--- WORK ORDER ---
Print exactly the lines below between the line holding "target | wooden lectern edge" and the line holding "task | one point per instance, each pair like [250, 380]", inclusive, and nothing more.
===== RECORD SET
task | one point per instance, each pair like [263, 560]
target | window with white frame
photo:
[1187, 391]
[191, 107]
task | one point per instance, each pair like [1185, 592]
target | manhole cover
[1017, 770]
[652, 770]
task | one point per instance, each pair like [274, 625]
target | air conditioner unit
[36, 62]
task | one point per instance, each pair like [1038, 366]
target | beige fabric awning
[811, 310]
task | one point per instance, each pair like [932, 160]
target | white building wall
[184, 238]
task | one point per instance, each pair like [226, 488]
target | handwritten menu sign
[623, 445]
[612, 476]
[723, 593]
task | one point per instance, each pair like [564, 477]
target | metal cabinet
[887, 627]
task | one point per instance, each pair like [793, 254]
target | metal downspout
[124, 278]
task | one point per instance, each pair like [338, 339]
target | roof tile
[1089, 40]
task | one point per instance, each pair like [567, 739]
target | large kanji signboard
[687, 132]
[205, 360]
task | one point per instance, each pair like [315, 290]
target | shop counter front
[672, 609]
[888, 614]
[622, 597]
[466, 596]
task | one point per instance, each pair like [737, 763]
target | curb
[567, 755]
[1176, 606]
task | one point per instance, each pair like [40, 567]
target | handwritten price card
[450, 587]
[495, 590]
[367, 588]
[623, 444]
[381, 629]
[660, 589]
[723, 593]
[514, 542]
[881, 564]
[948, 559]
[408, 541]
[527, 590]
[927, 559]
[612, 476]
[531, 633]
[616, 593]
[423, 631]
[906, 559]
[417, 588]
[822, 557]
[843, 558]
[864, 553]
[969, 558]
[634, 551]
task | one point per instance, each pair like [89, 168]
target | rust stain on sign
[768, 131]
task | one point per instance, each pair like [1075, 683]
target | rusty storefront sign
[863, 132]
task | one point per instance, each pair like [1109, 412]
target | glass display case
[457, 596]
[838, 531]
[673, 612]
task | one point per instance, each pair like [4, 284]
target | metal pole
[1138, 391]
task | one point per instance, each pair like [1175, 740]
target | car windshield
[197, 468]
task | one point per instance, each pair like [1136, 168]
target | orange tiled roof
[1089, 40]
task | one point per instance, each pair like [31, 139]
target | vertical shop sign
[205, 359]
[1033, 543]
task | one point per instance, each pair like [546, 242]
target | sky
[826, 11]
==========
===== RECORD SET
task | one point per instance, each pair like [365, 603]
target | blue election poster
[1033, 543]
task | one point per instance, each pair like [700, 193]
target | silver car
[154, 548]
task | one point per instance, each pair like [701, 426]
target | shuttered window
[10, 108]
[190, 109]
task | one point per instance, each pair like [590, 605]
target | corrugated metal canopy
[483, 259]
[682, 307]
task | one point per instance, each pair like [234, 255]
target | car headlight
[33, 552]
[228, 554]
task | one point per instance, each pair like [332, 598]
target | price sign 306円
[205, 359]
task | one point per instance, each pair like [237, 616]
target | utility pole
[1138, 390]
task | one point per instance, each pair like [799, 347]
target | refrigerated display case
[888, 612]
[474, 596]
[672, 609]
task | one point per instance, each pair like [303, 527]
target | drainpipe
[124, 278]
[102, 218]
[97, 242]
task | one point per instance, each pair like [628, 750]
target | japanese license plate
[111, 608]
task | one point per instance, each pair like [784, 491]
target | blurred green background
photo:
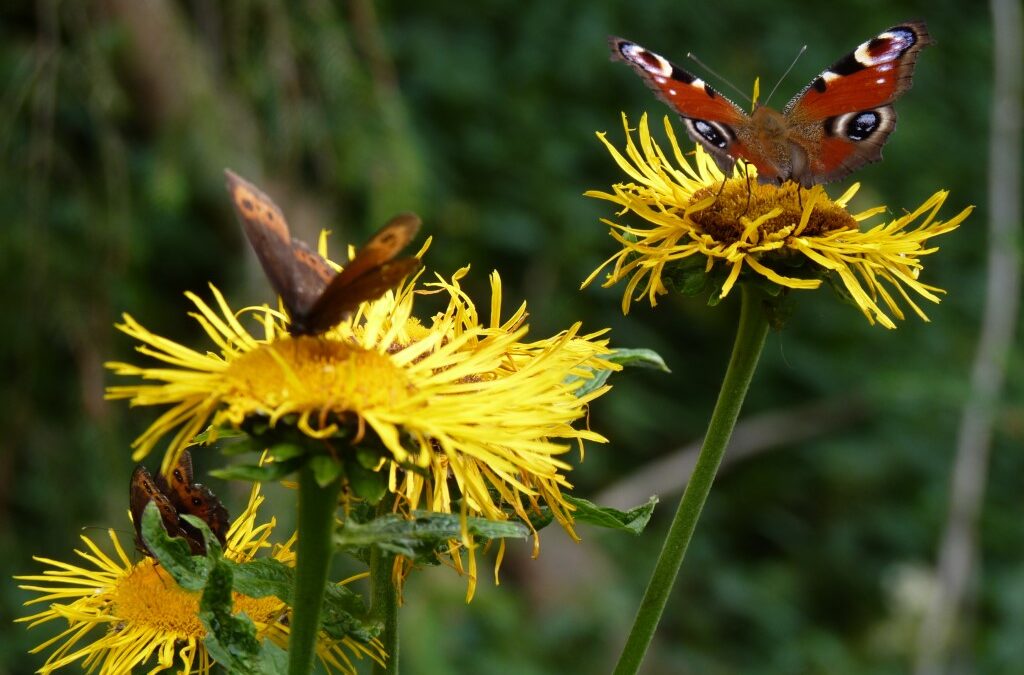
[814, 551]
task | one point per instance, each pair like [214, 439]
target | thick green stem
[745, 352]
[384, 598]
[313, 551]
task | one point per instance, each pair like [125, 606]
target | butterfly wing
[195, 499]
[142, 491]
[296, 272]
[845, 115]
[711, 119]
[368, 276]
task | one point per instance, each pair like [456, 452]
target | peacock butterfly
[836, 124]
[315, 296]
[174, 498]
==========
===== RECORD SET
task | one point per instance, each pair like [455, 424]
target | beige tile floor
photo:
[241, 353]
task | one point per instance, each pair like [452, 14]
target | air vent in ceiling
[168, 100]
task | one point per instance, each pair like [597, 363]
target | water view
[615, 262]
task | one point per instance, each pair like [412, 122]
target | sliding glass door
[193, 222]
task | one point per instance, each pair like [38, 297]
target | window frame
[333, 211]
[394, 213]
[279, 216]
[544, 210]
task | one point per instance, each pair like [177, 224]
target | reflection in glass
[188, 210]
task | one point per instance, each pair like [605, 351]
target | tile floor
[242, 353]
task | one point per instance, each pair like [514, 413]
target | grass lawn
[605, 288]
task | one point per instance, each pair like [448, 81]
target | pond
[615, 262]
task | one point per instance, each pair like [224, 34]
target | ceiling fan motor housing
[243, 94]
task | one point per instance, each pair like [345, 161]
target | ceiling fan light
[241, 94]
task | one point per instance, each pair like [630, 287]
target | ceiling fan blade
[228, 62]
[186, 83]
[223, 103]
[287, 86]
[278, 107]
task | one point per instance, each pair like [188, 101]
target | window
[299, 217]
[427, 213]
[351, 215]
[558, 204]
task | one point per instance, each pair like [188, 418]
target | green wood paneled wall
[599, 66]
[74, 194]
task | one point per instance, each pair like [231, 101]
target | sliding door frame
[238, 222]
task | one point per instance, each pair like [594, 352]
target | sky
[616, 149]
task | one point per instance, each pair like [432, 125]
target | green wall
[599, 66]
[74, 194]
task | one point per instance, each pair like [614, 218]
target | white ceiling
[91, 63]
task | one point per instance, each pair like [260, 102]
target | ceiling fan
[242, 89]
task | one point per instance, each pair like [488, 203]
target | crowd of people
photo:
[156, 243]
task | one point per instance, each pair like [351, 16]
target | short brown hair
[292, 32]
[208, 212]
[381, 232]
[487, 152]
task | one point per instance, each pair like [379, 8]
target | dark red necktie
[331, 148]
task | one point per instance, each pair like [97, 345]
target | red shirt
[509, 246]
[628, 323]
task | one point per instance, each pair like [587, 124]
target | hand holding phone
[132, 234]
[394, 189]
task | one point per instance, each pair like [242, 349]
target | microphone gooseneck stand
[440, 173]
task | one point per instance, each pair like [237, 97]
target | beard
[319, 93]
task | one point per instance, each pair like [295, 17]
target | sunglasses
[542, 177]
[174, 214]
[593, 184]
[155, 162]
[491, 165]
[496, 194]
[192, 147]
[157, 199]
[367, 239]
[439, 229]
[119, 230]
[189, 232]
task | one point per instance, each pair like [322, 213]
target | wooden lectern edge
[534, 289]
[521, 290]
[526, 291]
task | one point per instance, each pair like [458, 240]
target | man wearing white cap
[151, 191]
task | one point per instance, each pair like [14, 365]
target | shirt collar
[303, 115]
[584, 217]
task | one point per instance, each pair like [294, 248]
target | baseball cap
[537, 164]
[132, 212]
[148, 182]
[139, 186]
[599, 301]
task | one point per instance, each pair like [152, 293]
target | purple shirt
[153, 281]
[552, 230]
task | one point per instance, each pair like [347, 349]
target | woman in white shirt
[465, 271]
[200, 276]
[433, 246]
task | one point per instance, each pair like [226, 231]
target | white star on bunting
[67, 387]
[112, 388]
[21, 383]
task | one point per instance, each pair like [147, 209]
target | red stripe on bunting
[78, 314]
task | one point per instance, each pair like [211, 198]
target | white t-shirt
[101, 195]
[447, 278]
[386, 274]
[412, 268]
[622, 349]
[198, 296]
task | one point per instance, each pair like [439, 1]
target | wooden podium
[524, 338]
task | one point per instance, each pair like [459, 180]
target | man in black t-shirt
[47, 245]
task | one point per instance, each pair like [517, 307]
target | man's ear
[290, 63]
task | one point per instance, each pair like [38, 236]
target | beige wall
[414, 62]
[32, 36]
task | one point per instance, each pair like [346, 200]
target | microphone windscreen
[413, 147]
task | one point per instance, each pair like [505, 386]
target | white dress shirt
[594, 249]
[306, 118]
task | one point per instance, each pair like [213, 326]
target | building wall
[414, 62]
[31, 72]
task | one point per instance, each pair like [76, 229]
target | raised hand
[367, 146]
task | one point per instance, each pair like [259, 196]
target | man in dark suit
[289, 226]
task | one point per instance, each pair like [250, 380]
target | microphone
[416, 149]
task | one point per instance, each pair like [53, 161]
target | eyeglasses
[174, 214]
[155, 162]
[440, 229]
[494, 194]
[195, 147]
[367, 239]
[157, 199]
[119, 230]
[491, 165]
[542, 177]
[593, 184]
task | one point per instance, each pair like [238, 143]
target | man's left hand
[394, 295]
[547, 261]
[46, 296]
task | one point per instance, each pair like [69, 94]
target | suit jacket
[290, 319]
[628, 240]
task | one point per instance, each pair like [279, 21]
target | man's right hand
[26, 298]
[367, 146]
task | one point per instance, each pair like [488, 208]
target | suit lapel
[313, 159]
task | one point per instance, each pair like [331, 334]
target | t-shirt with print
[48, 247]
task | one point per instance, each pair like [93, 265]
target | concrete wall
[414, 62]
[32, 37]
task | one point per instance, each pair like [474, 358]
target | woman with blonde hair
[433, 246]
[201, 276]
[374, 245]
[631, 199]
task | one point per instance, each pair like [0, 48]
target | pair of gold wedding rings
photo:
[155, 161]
==========
--- EXERCISE SOLUTION ---
target | wooden lectern edge
[534, 289]
[521, 290]
[526, 291]
task | one point per instance, each pair like [458, 240]
target | man wearing white cap
[151, 191]
task | one point per instance, each pair like [14, 365]
target | shirt collar
[303, 115]
[584, 217]
task | one point per instance, each pair like [294, 248]
target | baseball cap
[537, 164]
[132, 212]
[148, 182]
[139, 186]
[599, 301]
task | one point per instance, each pair like [152, 293]
target | purple shirt
[153, 281]
[552, 230]
task | one point per instance, each pair like [347, 349]
target | woman in white shirt
[465, 271]
[200, 276]
[433, 246]
task | one point per instance, each pair like [226, 231]
target | white star on bunting
[67, 387]
[112, 388]
[21, 383]
task | one point per instance, each pair like [147, 209]
target | red stripe on bunting
[78, 314]
task | one point per instance, each pair like [211, 198]
target | white t-shirt
[101, 195]
[447, 278]
[386, 274]
[412, 268]
[622, 349]
[198, 296]
task | one point per instance, each pair like [439, 1]
target | wooden podium
[524, 338]
task | one point per instance, each pair like [459, 180]
target | man in black t-shirt
[47, 245]
task | one point per instance, each pair like [517, 307]
target | man's ear
[290, 63]
task | one point per instance, each pair like [38, 236]
target | beige wall
[414, 62]
[32, 36]
task | one point per instance, each pair like [346, 200]
target | microphone windscreen
[413, 147]
task | one point per instance, each pair like [505, 386]
target | white dress shirt
[594, 249]
[306, 118]
task | one point per instance, each pair like [213, 326]
target | building wall
[414, 62]
[31, 72]
task | one point per instance, each pair like [76, 229]
target | raised hand
[367, 146]
task | one point per instance, each pair like [259, 196]
target | man in dark suit
[289, 226]
task | one point per instance, each pair like [250, 380]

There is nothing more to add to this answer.